§ **Do this**
Count the lines in the entries below that contain the string "soil". Case matters. Reply with that number alone.

§ **Dataset rows**
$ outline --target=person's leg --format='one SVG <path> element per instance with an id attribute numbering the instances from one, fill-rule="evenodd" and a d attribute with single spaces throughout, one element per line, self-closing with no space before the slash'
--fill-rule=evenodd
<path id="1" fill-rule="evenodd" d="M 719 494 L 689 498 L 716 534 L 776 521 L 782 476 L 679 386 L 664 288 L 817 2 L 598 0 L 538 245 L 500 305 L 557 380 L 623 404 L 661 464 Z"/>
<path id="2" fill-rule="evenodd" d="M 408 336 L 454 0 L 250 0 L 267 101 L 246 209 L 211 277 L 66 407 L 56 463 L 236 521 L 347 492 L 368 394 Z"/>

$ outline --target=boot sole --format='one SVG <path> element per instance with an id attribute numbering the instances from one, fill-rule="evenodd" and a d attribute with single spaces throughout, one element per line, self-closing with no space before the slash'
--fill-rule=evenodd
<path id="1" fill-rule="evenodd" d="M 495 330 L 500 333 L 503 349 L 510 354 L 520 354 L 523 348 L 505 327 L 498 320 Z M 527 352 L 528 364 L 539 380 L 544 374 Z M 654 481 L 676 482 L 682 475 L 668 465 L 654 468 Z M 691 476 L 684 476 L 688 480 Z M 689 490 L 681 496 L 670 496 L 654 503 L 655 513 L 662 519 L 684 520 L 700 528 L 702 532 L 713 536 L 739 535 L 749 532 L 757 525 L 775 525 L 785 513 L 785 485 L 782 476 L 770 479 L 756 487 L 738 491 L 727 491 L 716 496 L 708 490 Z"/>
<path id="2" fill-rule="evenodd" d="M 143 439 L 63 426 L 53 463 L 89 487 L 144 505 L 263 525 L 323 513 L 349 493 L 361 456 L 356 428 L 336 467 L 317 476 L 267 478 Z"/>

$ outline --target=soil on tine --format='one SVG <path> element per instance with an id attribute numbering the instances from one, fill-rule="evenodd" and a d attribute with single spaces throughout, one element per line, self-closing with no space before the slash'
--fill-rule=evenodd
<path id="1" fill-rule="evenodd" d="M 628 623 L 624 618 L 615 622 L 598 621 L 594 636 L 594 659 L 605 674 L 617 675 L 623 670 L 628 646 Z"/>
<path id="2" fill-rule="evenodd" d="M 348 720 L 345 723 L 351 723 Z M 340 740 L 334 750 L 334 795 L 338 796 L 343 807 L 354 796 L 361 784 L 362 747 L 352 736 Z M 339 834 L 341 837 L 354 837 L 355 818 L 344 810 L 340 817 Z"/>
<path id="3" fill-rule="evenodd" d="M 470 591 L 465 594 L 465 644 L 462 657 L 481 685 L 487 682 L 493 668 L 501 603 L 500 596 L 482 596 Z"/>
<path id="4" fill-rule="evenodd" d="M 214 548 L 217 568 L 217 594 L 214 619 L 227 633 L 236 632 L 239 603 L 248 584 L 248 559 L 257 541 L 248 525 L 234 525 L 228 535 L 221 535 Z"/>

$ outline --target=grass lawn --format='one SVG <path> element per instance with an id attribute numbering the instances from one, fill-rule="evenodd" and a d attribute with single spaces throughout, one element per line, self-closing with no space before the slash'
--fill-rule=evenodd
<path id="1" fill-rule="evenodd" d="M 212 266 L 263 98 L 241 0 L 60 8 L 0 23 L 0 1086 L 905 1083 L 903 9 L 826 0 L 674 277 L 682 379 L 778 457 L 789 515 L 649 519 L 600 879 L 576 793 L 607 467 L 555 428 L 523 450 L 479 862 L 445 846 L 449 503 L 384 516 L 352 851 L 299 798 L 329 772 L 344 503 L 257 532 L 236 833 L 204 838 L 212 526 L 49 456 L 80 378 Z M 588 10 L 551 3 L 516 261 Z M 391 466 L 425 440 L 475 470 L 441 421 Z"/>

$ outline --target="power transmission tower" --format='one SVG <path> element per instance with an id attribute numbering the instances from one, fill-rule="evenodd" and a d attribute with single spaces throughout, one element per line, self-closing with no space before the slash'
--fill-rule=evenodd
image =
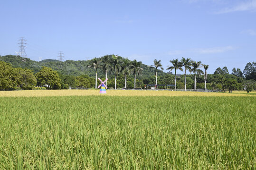
<path id="1" fill-rule="evenodd" d="M 27 47 L 24 45 L 27 44 L 27 43 L 25 42 L 27 40 L 24 39 L 24 37 L 20 37 L 20 39 L 19 40 L 19 42 L 18 43 L 18 44 L 20 44 L 20 45 L 19 46 L 19 53 L 20 55 L 20 57 L 22 58 L 27 58 L 27 53 L 25 51 L 25 48 Z"/>
<path id="2" fill-rule="evenodd" d="M 64 54 L 62 53 L 62 51 L 59 51 L 59 53 L 58 53 L 59 54 L 59 56 L 58 56 L 58 58 L 59 58 L 59 61 L 62 61 L 62 60 L 63 60 L 63 58 L 65 57 L 64 56 L 63 56 L 62 55 Z"/>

§ **Result for this task**
1